Do this:
Write out all of the lines below again, requests included, scaling the point coordinates in the answers by 1.65 and rounding each to a whole number, with halves rounded up. Keep the sample coordinates in the requests unchanged.

(Stored records)
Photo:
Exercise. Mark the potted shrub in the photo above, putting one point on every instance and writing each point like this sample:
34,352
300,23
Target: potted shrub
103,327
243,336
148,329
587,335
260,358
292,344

Output:
Photo:
Exercise. Mark the potted shrub in the photo above, putting one point on every instance and writing each point like this sample:
34,352
300,23
Target: potted shrub
170,540
401,554
244,543
969,553
429,591
482,568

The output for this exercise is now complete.